- Aim of the exercise: Copy the lines below word for word, leaving out the pictures.

>> START Working data

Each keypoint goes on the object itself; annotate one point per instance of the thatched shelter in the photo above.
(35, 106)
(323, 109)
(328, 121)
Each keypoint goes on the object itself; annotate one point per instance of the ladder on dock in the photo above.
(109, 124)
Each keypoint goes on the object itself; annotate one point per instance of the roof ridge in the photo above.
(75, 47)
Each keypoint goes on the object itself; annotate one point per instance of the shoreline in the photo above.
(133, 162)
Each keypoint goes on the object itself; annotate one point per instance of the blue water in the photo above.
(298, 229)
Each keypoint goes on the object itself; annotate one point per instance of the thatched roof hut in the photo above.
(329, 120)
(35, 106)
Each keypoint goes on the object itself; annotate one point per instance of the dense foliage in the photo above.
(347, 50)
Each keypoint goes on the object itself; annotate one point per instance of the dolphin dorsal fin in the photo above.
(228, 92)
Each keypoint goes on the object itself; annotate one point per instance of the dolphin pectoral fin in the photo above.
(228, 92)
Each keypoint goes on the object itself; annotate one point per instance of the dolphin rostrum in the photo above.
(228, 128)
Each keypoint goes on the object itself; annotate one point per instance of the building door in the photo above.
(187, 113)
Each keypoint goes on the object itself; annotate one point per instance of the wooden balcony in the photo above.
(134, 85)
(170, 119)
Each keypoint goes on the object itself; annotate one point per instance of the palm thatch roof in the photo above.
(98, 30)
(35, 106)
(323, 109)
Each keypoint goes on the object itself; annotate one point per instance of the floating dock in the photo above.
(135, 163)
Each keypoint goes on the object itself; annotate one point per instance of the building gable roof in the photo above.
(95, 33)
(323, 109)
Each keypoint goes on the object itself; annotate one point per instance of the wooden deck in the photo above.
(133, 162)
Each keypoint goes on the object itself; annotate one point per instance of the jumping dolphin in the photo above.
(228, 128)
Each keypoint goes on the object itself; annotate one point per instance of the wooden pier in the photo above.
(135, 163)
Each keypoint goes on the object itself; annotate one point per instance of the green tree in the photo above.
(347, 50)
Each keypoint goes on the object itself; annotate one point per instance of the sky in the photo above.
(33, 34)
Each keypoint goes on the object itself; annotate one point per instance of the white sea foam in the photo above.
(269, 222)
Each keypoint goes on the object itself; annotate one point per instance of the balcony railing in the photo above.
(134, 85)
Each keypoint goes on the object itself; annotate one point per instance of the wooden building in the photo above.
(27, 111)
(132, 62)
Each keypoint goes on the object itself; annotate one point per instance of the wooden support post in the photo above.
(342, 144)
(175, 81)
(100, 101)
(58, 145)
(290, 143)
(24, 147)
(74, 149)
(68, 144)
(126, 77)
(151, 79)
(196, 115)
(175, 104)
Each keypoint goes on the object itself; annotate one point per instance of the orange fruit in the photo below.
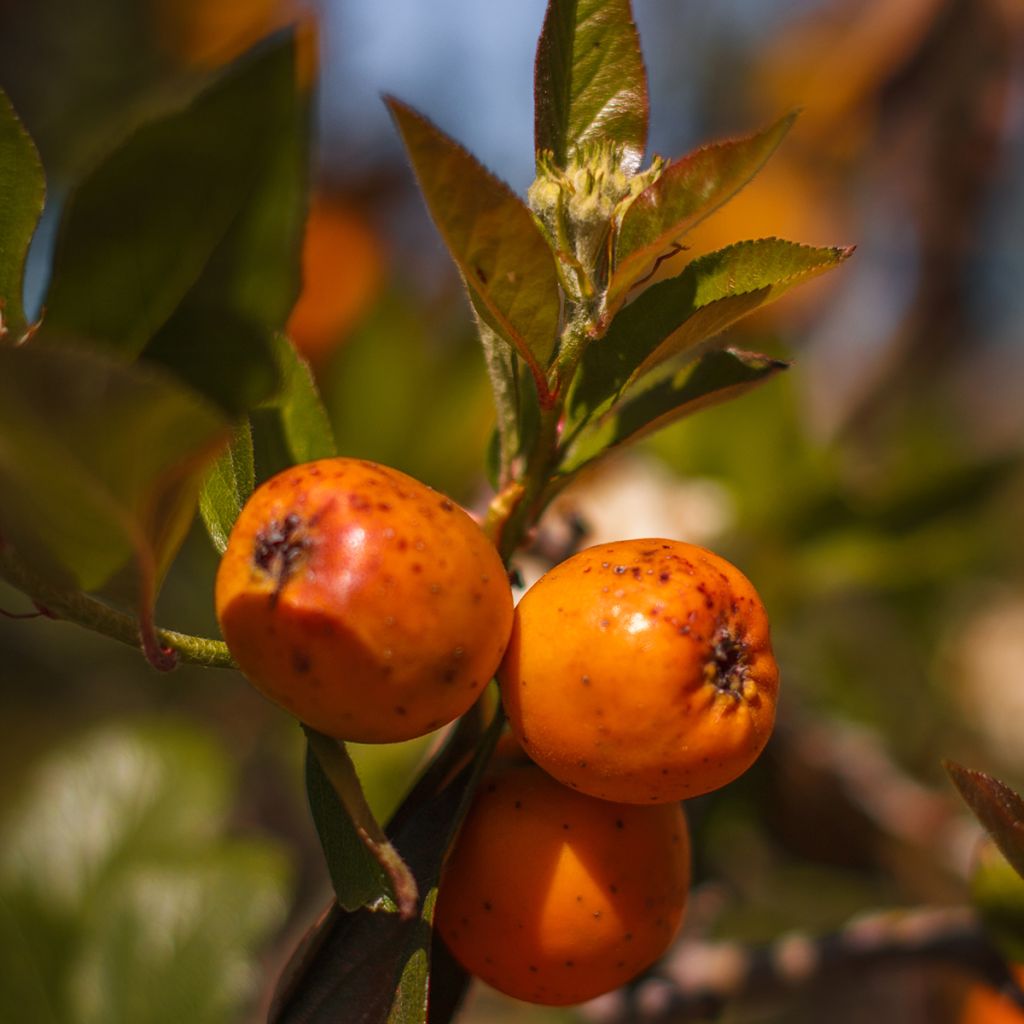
(985, 1006)
(368, 604)
(343, 270)
(555, 897)
(641, 671)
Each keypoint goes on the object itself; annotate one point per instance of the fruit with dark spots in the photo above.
(347, 598)
(555, 897)
(682, 680)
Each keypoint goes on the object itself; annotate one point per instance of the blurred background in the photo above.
(158, 860)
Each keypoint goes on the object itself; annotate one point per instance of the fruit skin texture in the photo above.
(555, 897)
(368, 604)
(641, 671)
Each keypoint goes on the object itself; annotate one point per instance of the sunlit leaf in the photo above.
(998, 808)
(370, 968)
(141, 227)
(100, 466)
(491, 235)
(22, 192)
(590, 83)
(126, 902)
(227, 485)
(303, 419)
(718, 376)
(674, 315)
(684, 194)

>> END Working data

- Result below:
Each keypoint goes on the object itself; annotate one point per instance of the thatched shelter in the photo above.
(35, 106)
(323, 109)
(328, 121)
Each keypoint goes on the object itself; annotate one point per instance of the ladder on dock in the photo above.
(109, 124)
Each keypoint goes on the object itself; annotate one point per instance of the roof ridge in the photo above.
(75, 47)
Each keypoint goes on the object itself; annotate one point per instance of the shoreline in the photo above.
(133, 162)
Each keypoint goes on the object itself; annotate one point per instance of the blue water in the photo above.
(298, 229)
Each keypoint goes on the object itself; annotate one point per instance of the thatched roof hut in the photo above.
(329, 120)
(35, 106)
Each keypoint goes on the object itself; annotate one point per instance of the dense foliage in the photo above.
(347, 50)
Each keypoint goes on the object itself; annotate one point per instance of the dolphin dorsal fin in the photo above.
(228, 92)
Each keypoint goes on the object itself; annotate one point per instance of the dolphin pectoral fin in the photo above.
(228, 92)
Each keypoint goes on the object itself; annotate one point per instance of the dolphin rostrum in the photo above.
(228, 128)
Each keypoint goes on the object itself; annotate one point per instance of the building door in the photo above.
(187, 113)
Each keypoint goes on the object itself; annotate one point per instance of the wooden balcony in the photo above.
(134, 85)
(170, 119)
Each keypoint goes on the object itself; annotate one point per instance of the palm thatch roof in the photo above.
(98, 30)
(35, 106)
(323, 109)
Each keypoint goes on the object itself; annotate one point per instance of the floating dock in the photo above.
(135, 163)
Each keypoint goes on the object itself; annotate one point per instance of the building gable roof in the photo above.
(95, 33)
(323, 109)
Each keypoint goes on the object itself; annotate one point per instance of the wooden deck in the photo above.
(133, 162)
Each keypoint goes on the object itself; annotate one point per instance of the jumping dolphin in the photo above.
(228, 128)
Each keypoint goes on the object itself; annotate one point per instance of the wooden pier in the photo above.
(135, 163)
Each keypoint goes on the object itself; annotate one point per instance of the green tree in the photo above.
(347, 50)
Each keypoint goes on the object itself; annotate one point per instance of the sky in the photo above.
(33, 34)
Each keypoint goes on the object itself; annotate one point per instance of the white sea foam in the photo above.
(269, 222)
Each keypoint goes on the object itself; annotate one point per instance of the balcony railing in the photo above.
(134, 85)
Each keypoint goes on the object itself; annotate one point per instance of the wooden building in the photo above.
(27, 111)
(132, 62)
Each keypoint goes on the object itself; annotate one point per instance of the wooden support post in the photo above.
(342, 144)
(175, 81)
(100, 101)
(58, 145)
(290, 143)
(24, 147)
(74, 149)
(68, 144)
(126, 77)
(151, 79)
(196, 115)
(175, 104)
Each keypoint goes on the object itself; annotate one point per instance of the orange fruit in the photo below.
(985, 1006)
(368, 604)
(343, 270)
(555, 897)
(641, 671)
Each keypoint goes on the object itself; annotate one point per instance of the fruit with dark spots in the photo above.
(347, 598)
(555, 897)
(682, 680)
Each keypoint goes on the object itself; annotate one point per instance of the blurred background in the photo above.
(158, 860)
Each keypoint goes on the object itself; annotate one point per instance of the fruit skin texture in the photo above.
(555, 897)
(368, 604)
(641, 671)
Each keypoint goes on the object itself; annotate one point per instance of the sunlit leaf in the photo above.
(998, 808)
(370, 968)
(141, 227)
(100, 466)
(491, 235)
(22, 192)
(590, 83)
(126, 902)
(227, 485)
(303, 419)
(718, 376)
(674, 315)
(684, 194)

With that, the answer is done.